— Start Extracted entries —

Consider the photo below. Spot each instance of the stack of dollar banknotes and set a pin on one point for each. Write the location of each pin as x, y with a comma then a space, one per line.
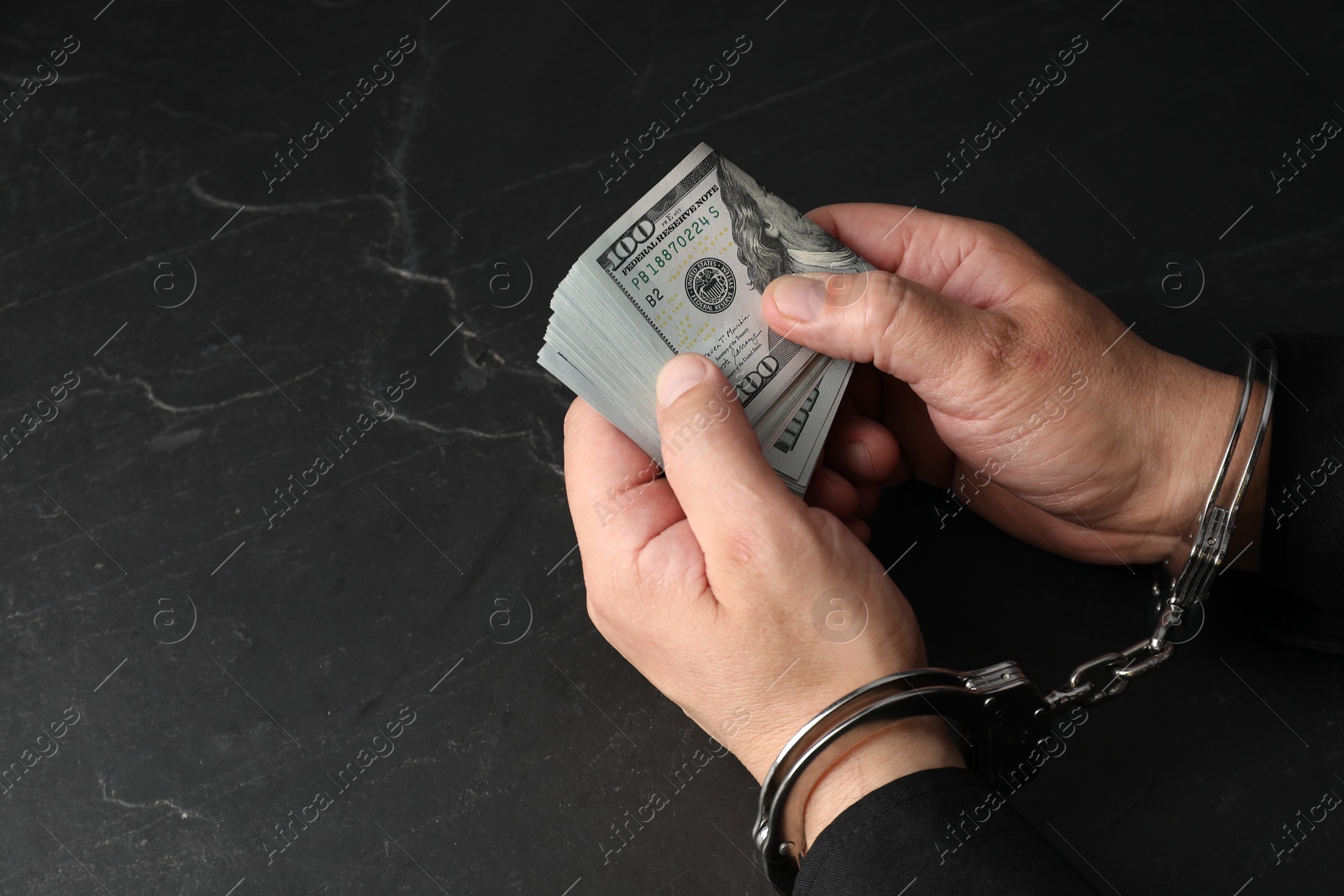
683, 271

— End Extracted entries —
— Start Extracted entries —

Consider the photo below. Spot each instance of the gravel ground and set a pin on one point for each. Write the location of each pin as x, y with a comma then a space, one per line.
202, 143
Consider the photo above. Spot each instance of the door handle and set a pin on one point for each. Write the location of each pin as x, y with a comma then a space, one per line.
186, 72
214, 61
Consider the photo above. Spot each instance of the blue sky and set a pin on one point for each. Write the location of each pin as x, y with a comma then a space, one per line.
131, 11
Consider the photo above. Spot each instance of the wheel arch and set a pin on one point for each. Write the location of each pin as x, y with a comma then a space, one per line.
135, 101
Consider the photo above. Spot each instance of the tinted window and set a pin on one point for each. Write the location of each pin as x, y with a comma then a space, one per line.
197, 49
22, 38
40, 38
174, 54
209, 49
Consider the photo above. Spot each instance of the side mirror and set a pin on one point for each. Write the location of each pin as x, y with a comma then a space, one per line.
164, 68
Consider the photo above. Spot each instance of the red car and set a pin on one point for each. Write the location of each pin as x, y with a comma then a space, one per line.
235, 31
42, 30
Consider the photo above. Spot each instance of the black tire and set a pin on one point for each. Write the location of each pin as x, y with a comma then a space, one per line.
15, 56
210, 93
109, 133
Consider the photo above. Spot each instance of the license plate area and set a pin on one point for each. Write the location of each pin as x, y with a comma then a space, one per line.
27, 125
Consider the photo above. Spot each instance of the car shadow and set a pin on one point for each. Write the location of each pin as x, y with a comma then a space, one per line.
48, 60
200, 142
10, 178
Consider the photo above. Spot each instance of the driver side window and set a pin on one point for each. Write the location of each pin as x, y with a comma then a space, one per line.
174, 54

— End Extracted entries —
— Start Extracted entries —

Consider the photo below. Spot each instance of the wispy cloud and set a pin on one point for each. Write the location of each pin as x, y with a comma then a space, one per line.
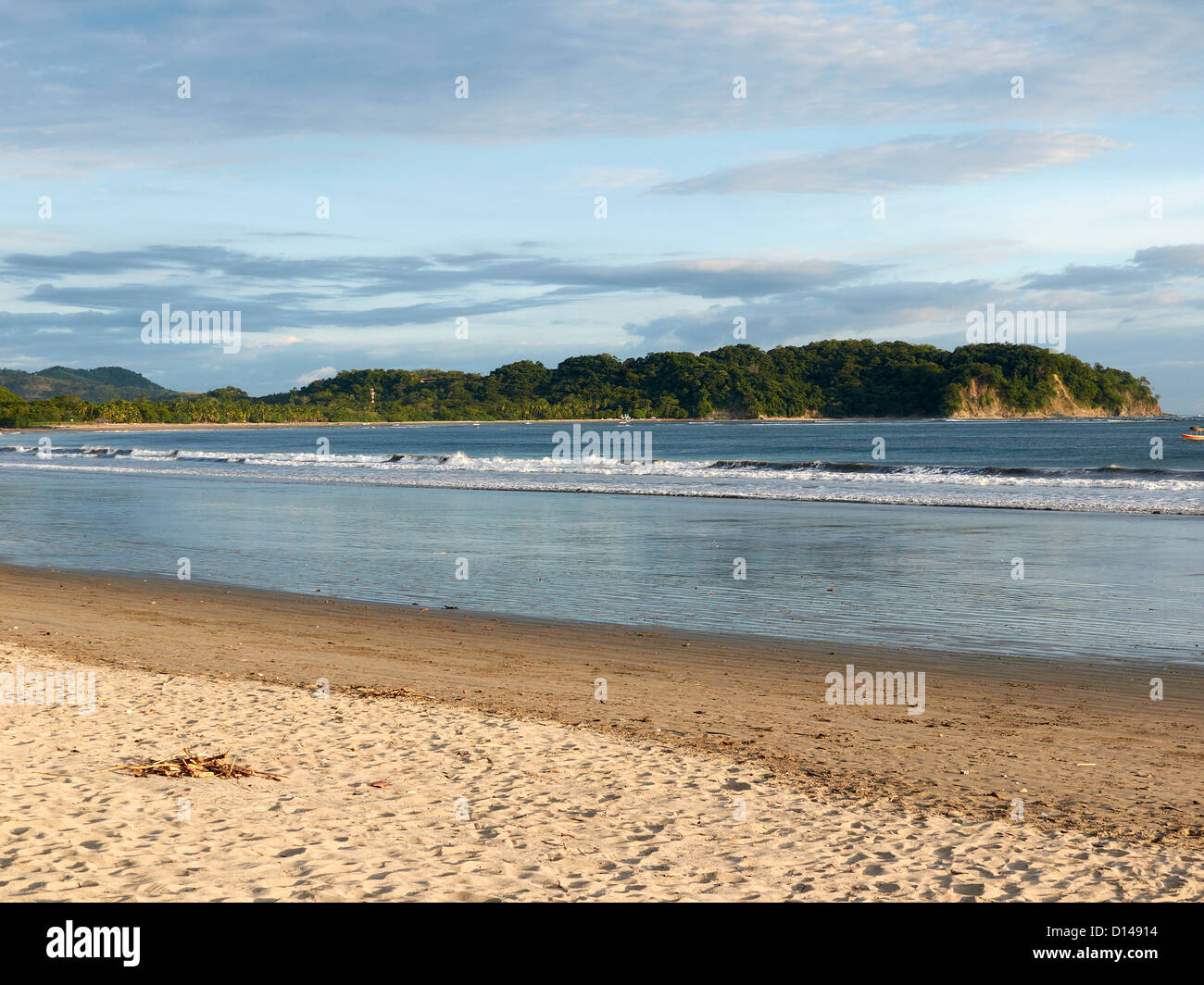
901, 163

— End Extracted entries —

◆ What you are asked to do: Collect each line in the records that contains the string "window". Treat uppercase and lowercase as different.

◆ Task output:
Consider the photo above. Spot each instance of the tinted window and set a pin on one point for each. Write the location of each pin as x, y with a comma then a space, one per line.
Consider the photo above. Spot each instance of the driver side window and set a pin on one point for each. Write the location of each pin as x, y with a comma then a space, one per line.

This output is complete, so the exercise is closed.